TASK TO COMPLETE | Your reply should consist solely of the lines from the start of the material below through the line containing "Target: dense undergrowth", reproduced exactly.

MATERIAL PROVIDED |
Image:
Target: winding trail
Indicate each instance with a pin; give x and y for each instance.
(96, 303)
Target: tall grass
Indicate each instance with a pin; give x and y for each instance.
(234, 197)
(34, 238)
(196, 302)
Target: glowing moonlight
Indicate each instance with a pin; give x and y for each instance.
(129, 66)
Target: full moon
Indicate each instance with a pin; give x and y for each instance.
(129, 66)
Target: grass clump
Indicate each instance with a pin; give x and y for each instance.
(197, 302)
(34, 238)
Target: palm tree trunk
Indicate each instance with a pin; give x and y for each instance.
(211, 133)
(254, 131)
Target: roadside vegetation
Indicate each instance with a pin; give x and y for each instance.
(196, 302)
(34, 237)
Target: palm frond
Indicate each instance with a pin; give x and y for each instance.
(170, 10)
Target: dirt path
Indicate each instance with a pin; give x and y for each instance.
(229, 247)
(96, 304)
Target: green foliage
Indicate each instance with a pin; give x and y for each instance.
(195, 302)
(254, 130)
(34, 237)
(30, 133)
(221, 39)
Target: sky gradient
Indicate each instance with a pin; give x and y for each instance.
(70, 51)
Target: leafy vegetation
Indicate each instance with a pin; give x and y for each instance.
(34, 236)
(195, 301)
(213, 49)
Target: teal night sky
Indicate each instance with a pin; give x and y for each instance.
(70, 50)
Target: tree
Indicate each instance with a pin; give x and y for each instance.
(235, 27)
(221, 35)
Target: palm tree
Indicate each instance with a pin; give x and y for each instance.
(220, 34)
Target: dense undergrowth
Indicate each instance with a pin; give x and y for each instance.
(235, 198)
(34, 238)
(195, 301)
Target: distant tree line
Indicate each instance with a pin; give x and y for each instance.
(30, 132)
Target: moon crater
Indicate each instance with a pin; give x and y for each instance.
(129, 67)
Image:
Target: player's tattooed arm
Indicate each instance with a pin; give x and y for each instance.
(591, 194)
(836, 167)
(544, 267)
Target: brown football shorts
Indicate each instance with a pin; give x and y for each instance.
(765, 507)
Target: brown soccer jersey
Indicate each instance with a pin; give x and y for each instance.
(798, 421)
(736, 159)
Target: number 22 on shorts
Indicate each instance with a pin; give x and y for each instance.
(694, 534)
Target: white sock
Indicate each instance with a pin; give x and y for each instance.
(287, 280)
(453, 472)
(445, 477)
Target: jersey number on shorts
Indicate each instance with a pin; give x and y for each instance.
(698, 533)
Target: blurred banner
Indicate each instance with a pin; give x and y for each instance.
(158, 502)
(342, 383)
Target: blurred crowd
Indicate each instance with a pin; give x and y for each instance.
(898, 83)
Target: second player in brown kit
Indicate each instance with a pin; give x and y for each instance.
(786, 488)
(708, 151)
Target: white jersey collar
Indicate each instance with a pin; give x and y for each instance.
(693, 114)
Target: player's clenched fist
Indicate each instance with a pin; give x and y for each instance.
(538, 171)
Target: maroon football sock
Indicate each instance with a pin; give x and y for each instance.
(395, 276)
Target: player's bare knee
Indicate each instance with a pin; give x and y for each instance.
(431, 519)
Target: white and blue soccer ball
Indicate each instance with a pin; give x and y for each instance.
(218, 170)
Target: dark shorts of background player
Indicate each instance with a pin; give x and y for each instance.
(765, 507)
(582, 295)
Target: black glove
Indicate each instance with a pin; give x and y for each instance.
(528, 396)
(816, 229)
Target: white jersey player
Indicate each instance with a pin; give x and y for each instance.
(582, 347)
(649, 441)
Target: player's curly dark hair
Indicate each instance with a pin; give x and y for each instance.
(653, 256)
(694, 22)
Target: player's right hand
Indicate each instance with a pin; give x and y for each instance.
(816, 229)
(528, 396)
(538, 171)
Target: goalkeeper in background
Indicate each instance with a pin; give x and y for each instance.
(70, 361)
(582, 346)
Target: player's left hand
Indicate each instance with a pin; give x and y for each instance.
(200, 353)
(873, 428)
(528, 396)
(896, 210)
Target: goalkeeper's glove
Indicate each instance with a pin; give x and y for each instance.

OUTPUT OF THE EXERCISE |
Image:
Target: winding trail
Indicate each instance with a pin; give x and y for each instance.
(96, 303)
Target: tall grass
Indicate each instance with a pin; give x and y for each instance.
(234, 197)
(34, 238)
(196, 302)
Target: glowing moonlight
Indicate each instance with a pin; give x and y for each instance.
(129, 66)
Target: full moon
Indicate each instance with a pin; give x and y for each instance.
(129, 66)
Target: grass clump
Indicate each instance with a pin; give x and y for each instance.
(197, 302)
(34, 238)
Target: palm tree trunk
Indicate each instance with a pin; give x and y for each instance.
(211, 133)
(254, 131)
Target: roadside vegetation
Indicate each instance with a pin; give x and y for each instance.
(196, 302)
(34, 237)
Target: palm frond
Indicate each instance with a pin; give x and y for each instance.
(170, 10)
Target: dirt path
Indicate each instance with a pin; give x and y for each instance.
(229, 247)
(96, 304)
Target: green foliage
Indicate each instance with a pin; give x and y for each instance.
(195, 302)
(254, 130)
(34, 237)
(30, 133)
(221, 39)
Target: sky gradient
Indicate each instance with a pin; give x and y for each instance.
(70, 51)
Target: leafy vegetation
Indicate each instance with a pin; give x and y for each instance.
(34, 236)
(195, 301)
(213, 49)
Target: teal night sky
Indicate each instance with a pin; give x and y for each instance.
(70, 50)
Target: tree
Indicate each instance with a pin; give x and y for each instance.
(235, 27)
(221, 35)
Target: palm tree
Indicate each instance with a pin; give x and y for each instance.
(220, 34)
Target: dense undergrowth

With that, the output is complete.